The Pink Camera Paradox

The best gift I ever received as a child was a pink camera. I would line up all of my stuffed animals, take pictures of them, print them, and fill entire photo albums with pictures of Teddy Bears and Barbies. They always had lunch together, danced, and even married each other sometimes. 

As I grew older, the Teddy Bear and Barbie pictures started becoming pictures of my friends. They were now flesh and bone, very real, very alive human friends. They could sometimes tell me to delete a picture because they looked bad in it, or grab the camera and take a picture of me instead. Lunch, dancing and occasionally getting married for fun slowly started fading away, while trying to look pretty became more important. 

Looking back, I can say that that was the moment I became a teenager. Suddenly, everyone wanted to be on this thing called “Facebook”, and music videos became popular. People laughed at comedy sketches in their cellphones and I started to understand the concept of fame. 

I did not see it then, but that was the digital world saying “hello, nice to meet you” to me.

********

Exercises –
**A.** Reproduce the pink camera essay word for word, everything from "As I grew older, the" down to "concept of fame.".
**B.** According to the pink camera essay, what did the writer fill entire photo albums with as a child?
**C.** Pick up the pink camera essay after its last sentence and carry it forward.

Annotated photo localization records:

********

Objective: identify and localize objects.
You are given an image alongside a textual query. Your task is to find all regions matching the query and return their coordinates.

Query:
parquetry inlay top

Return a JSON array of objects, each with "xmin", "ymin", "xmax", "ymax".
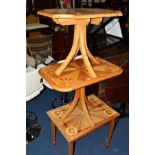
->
[{"xmin": 39, "ymin": 58, "xmax": 122, "ymax": 92}]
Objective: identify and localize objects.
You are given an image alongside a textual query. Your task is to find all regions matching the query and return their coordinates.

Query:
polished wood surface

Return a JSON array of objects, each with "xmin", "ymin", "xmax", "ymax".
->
[
  {"xmin": 39, "ymin": 58, "xmax": 123, "ymax": 92},
  {"xmin": 38, "ymin": 9, "xmax": 123, "ymax": 155},
  {"xmin": 37, "ymin": 8, "xmax": 122, "ymax": 19},
  {"xmin": 37, "ymin": 8, "xmax": 122, "ymax": 78},
  {"xmin": 47, "ymin": 94, "xmax": 119, "ymax": 142}
]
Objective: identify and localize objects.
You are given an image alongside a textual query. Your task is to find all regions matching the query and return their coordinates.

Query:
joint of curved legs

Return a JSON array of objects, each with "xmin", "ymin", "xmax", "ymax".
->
[
  {"xmin": 55, "ymin": 25, "xmax": 99, "ymax": 78},
  {"xmin": 61, "ymin": 88, "xmax": 94, "ymax": 126}
]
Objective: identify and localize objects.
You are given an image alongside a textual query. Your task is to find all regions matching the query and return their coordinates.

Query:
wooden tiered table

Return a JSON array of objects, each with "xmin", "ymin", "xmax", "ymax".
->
[{"xmin": 38, "ymin": 9, "xmax": 122, "ymax": 155}]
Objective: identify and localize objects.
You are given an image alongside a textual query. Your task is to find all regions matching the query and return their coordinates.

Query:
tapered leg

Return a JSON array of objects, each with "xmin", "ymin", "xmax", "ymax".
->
[
  {"xmin": 62, "ymin": 90, "xmax": 79, "ymax": 124},
  {"xmin": 51, "ymin": 121, "xmax": 56, "ymax": 144},
  {"xmin": 106, "ymin": 118, "xmax": 116, "ymax": 148},
  {"xmin": 68, "ymin": 142, "xmax": 74, "ymax": 155}
]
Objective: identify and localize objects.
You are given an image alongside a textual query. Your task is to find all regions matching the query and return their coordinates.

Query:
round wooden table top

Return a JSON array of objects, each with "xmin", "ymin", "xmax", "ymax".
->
[{"xmin": 37, "ymin": 8, "xmax": 122, "ymax": 19}]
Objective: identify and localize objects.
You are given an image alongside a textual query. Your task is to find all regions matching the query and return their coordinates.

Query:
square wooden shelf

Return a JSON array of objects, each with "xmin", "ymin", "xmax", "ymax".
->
[
  {"xmin": 39, "ymin": 58, "xmax": 123, "ymax": 92},
  {"xmin": 47, "ymin": 94, "xmax": 119, "ymax": 142}
]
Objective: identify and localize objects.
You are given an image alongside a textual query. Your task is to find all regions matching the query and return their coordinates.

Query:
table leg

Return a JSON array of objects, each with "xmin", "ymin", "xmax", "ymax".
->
[
  {"xmin": 106, "ymin": 118, "xmax": 116, "ymax": 148},
  {"xmin": 55, "ymin": 25, "xmax": 80, "ymax": 75},
  {"xmin": 61, "ymin": 88, "xmax": 94, "ymax": 126},
  {"xmin": 80, "ymin": 26, "xmax": 97, "ymax": 78},
  {"xmin": 51, "ymin": 121, "xmax": 56, "ymax": 144},
  {"xmin": 62, "ymin": 90, "xmax": 79, "ymax": 124},
  {"xmin": 68, "ymin": 142, "xmax": 74, "ymax": 155}
]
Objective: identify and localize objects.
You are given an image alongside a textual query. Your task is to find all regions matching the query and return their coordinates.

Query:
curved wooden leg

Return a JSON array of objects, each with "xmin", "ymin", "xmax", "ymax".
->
[
  {"xmin": 51, "ymin": 121, "xmax": 56, "ymax": 145},
  {"xmin": 106, "ymin": 118, "xmax": 116, "ymax": 148},
  {"xmin": 80, "ymin": 88, "xmax": 94, "ymax": 126},
  {"xmin": 61, "ymin": 90, "xmax": 79, "ymax": 124},
  {"xmin": 84, "ymin": 27, "xmax": 100, "ymax": 64},
  {"xmin": 55, "ymin": 25, "xmax": 80, "ymax": 75},
  {"xmin": 80, "ymin": 26, "xmax": 97, "ymax": 78},
  {"xmin": 68, "ymin": 142, "xmax": 74, "ymax": 155}
]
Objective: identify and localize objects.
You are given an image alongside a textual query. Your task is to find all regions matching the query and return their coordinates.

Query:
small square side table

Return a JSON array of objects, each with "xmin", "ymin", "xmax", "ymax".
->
[{"xmin": 38, "ymin": 9, "xmax": 123, "ymax": 155}]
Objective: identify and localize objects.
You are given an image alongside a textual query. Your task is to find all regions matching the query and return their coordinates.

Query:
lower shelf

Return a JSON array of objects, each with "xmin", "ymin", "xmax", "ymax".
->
[{"xmin": 47, "ymin": 94, "xmax": 119, "ymax": 142}]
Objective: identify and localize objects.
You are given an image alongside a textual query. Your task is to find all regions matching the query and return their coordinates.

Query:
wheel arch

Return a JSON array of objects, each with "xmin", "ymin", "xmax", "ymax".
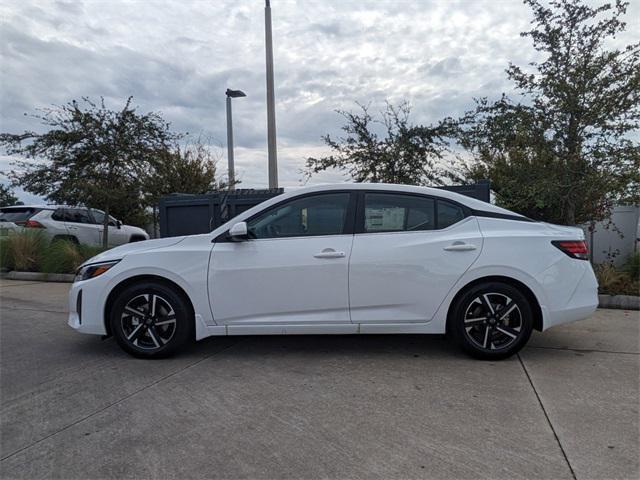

********

Numbered responses –
**A.**
As I grew older, the Teddy Bear and Barbie pictures started becoming pictures of my friends. They were now flesh and bone, very real, very alive human friends. They could sometimes tell me to delete a picture because they looked bad in it, or grab the camera and take a picture of me instead. Lunch, dancing and occasionally getting married for fun slowly started fading away, while trying to look pretty became more important. 

Looking back, I can say that that was the moment I became a teenager. Suddenly, everyone wanted to be on this thing called “Facebook”, and music videos became popular. People laughed at comedy sketches in their cellphones and I started to understand the concept of fame.

**B.** Pictures of Teddy Bears and Barbies.

**C.**
And it did meet me. 

It met the young, wide-eyed fourteen year old me, the artsy pictures, the kind birthday wishes, the stalking of a young, handsome, popular guy. It met the corny pre-relationship, the bad jokes, the search for the series “The Office online free”, met the post-breakup, “best ice cream places in my city”… even met the incognito mode to see what the word “orgy” means. It met the lame video challenges, funny cat video compilations, fan fiction… It met me and remembered my birthday and even knew which videos to recommend next. It met me good, and it met me real.

I remember the first time it hurt me, though.

A bunch of friends went to the movies without me, and they posted a picture on Facebook. “Why didn’t they invite me? They invited all the other girls.” Maybe I wasn’t as funny or kind or unique as the others… maybe I wasn’t as pretty. And I tried to prove them wrong. So I took some pictures to remind everyone I was pretty too… right?

And so it became the most important thing to constantly remind people I could look good.

I’m sure that my story is similar to most girls’ because nowadays social media is a popularity contest based on your measurements and brand of clothes… but it is interesting to look back and understand that it all started with a pink camera and a Facebook account. Later these became Photoshop and Instagram. And it was fun for a while, until it wasn’t fun anymore.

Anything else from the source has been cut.